_What you will do_
Could you go on with the non-GAAP financial measures excerpt below, starting after its final sentence?

_Page excerpt_
⟨

Use of Non-GAAP Financial Measures
We report financial results in accordance with U.S. generally
accepted accounting principles ("GAAP"). We also present adjusted
EBITDA, segment adjusted EBITDA, Distributable Cash Flow, and Free
Cash Flow, non-GAAP financial measures.
Adjusted EBITDA
We define adjusted EBITDA as net income or loss, plus interest
expense, income tax expense, depreciation and amortization, our
proportional adjusted EBITDA for equity method investees,
adjustments related to MVC shortfall payments, adjustments related
to capital reimbursement activity, unit-based and noncash
compensation, impairments, items of income or loss that we
characterize as unrepresentative of our ongoing operations and
other noncash expenses or losses, income tax benefit, income (loss)
from equity method investees and other noncash income or gains.
Because adjusted EBITDA may be defined differently by other
entities in our industry, our definition of this non-GAAP financial
measure may not be comparable to similarly titled measures of other
entities, thereby diminishing its utility.
Management uses adjusted EBITDA in making financial, operating
and planning decisions and in evaluating our financial performance.
Furthermore, management believes that adjusted EBITDA may provide
external users of our financial statements, such as investors,
commercial banks, research analysts and others, with additional
meaningful comparisons between current results and results of prior
periods as they are expected to be reflective of our core ongoing
business.

⟩

Object detection data:
⟨

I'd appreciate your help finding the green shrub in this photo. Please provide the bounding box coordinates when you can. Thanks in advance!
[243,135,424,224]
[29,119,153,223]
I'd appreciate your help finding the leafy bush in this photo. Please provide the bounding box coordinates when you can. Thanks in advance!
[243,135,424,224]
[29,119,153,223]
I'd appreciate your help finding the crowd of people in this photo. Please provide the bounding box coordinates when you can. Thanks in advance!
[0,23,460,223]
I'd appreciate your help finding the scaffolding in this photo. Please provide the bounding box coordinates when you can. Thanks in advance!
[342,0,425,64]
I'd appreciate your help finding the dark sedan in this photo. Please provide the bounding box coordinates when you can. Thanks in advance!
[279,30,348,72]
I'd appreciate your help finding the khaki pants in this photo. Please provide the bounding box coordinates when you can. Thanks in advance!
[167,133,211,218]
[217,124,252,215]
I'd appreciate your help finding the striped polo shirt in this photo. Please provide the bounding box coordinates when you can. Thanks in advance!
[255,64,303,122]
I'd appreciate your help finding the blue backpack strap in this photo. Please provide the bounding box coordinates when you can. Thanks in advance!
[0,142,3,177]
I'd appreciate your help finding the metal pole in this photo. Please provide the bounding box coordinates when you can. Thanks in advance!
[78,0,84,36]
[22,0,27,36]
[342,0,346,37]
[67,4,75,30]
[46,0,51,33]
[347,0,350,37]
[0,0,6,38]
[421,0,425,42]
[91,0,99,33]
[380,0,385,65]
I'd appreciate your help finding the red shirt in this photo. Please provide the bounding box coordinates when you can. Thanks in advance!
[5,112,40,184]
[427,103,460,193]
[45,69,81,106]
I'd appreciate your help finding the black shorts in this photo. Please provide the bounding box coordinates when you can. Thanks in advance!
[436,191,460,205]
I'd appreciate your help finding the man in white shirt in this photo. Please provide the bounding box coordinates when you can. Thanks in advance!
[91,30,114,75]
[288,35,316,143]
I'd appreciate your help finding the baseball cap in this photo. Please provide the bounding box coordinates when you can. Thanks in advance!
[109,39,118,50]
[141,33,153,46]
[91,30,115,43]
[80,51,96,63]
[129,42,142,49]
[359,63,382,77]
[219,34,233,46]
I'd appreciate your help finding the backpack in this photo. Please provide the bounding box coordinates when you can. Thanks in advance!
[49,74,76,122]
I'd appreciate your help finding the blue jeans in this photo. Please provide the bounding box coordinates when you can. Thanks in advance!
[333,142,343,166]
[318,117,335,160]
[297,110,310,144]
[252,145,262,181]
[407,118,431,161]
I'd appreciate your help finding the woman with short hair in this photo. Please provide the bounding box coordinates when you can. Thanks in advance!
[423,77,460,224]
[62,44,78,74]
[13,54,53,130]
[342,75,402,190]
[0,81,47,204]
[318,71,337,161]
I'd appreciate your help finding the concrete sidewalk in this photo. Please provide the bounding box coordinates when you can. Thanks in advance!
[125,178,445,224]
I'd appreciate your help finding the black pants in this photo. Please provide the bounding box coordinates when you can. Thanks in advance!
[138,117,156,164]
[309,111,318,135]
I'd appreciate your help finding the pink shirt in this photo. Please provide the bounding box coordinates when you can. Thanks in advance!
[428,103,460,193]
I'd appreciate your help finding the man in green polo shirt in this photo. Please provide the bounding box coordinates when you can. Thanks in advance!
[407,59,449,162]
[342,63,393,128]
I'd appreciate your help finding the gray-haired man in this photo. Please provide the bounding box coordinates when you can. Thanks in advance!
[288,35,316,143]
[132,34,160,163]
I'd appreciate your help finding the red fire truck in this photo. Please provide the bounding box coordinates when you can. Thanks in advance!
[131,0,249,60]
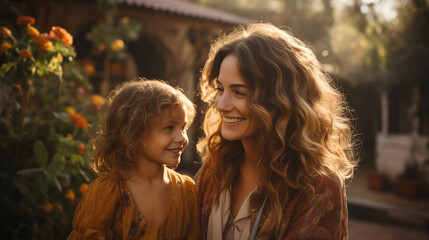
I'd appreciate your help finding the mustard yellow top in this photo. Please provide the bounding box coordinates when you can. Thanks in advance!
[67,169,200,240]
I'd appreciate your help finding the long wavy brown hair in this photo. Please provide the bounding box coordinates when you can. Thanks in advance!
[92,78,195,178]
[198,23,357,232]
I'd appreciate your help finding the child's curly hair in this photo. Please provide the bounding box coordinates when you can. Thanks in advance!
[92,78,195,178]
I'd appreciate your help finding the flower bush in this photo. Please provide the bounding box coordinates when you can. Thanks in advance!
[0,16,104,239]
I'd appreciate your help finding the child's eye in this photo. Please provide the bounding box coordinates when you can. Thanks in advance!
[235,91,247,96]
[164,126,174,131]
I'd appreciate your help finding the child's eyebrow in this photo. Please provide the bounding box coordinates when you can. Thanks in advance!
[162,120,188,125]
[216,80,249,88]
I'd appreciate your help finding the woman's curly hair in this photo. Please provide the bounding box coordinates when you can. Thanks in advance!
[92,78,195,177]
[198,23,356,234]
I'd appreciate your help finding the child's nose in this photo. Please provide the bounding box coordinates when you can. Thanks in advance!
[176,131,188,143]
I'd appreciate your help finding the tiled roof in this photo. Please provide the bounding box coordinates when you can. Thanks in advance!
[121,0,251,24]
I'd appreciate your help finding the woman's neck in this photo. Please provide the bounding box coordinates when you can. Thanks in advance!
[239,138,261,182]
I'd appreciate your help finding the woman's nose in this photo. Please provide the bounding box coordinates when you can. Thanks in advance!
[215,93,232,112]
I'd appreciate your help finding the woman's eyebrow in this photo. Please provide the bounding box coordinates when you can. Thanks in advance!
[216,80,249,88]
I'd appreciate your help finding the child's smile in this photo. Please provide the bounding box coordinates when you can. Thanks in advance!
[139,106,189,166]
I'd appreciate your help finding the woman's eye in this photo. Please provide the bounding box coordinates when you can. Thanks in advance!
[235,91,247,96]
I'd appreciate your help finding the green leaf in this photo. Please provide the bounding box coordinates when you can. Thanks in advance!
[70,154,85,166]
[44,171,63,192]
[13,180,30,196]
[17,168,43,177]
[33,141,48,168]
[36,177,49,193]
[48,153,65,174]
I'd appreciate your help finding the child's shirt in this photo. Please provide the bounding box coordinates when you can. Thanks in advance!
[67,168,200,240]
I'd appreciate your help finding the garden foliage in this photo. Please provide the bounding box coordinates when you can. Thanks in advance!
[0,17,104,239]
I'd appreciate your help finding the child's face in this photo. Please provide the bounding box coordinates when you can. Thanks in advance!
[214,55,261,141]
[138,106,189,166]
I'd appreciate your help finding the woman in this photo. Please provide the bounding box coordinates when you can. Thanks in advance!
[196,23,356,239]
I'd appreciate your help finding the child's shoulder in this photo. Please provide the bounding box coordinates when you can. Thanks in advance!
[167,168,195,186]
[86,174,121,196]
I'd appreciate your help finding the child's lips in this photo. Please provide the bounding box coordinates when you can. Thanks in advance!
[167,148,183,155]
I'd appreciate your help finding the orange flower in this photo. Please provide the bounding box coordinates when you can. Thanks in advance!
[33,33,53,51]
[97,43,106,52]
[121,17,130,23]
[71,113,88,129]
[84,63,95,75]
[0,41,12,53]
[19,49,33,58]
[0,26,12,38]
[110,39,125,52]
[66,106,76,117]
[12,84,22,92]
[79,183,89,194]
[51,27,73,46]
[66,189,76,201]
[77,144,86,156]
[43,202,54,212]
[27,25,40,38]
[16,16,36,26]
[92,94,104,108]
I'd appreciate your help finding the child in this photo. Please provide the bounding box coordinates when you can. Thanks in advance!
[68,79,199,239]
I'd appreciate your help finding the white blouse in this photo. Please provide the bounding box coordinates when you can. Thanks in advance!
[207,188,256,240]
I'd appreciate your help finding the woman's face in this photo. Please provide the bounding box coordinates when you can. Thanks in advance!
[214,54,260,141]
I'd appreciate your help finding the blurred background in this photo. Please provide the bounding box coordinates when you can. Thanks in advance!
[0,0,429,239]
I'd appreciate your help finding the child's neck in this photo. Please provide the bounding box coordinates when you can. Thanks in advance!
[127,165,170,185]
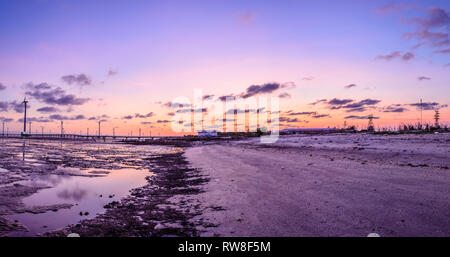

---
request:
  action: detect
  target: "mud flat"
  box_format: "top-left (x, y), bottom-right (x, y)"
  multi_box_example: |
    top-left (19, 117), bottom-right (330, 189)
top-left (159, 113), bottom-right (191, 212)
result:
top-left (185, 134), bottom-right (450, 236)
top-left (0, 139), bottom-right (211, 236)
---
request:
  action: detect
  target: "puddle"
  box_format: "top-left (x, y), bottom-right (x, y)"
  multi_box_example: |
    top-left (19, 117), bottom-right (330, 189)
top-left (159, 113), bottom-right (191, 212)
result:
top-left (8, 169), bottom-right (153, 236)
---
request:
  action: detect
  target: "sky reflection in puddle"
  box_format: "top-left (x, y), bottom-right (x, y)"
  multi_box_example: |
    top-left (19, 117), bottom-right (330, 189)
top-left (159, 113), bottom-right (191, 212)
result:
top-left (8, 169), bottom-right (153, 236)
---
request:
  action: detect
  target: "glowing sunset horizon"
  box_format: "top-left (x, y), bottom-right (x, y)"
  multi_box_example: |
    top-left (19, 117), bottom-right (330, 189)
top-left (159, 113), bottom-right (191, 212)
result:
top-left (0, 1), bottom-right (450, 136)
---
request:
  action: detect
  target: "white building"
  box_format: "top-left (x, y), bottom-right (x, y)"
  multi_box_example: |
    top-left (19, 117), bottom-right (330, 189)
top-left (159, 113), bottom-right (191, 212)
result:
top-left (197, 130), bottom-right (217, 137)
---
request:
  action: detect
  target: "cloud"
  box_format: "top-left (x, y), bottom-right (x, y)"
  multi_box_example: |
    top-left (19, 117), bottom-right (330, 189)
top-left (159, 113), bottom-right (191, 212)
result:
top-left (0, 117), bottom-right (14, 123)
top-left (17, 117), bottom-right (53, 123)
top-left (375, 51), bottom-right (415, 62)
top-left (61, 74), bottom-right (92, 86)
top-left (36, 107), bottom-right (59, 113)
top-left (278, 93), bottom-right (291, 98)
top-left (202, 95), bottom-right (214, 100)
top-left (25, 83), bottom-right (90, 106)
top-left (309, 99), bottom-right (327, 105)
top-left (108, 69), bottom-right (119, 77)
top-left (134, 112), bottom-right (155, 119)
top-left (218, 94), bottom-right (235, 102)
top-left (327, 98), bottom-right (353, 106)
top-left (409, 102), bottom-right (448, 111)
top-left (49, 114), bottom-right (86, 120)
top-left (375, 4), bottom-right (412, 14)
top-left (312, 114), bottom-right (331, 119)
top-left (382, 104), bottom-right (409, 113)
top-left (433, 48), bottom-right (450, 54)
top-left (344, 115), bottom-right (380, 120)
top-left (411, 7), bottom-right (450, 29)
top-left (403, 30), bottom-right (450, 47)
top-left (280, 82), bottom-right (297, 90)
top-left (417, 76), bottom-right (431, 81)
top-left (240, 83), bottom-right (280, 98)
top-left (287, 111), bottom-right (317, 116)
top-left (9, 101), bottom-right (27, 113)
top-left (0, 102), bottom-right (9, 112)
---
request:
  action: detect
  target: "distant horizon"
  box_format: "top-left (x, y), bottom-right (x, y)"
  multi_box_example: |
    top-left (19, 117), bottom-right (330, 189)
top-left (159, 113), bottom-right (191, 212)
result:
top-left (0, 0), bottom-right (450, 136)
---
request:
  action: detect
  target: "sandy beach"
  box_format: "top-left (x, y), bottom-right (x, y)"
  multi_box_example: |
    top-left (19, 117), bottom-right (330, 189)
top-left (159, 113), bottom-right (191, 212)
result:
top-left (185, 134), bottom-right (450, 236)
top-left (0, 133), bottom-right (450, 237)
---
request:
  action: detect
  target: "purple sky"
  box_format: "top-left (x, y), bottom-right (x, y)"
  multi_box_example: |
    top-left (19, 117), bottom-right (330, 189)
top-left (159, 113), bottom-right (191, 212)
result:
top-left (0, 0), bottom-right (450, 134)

⟩

_Output_
Adjusted EBITDA is used as a supplemental financial measure to
assess:
- the ability of our assets to generate cash sufficient to make
future potential cash dividends and support our indebtedness;
- the financial performance of our assets without regard to
financing methods, capital structure or historical cost basis;
- our operating performance and return on capital as compared to
those of other entities in the midstream energy sector, without
regard to financing or capital structure;
- the attractiveness of capital projects and acquisitions and the
overall rates of return on alternative investment opportunities;
and
- the financial performance of our assets without regard to (i)
income or loss from equity method investees, (ii) the impact of the
timing of MVC shortfall payments under our gathering agreements or
(iii) the timing of impairments or other income or expense items
that we characterize as unrepresentative of our ongoing
operations.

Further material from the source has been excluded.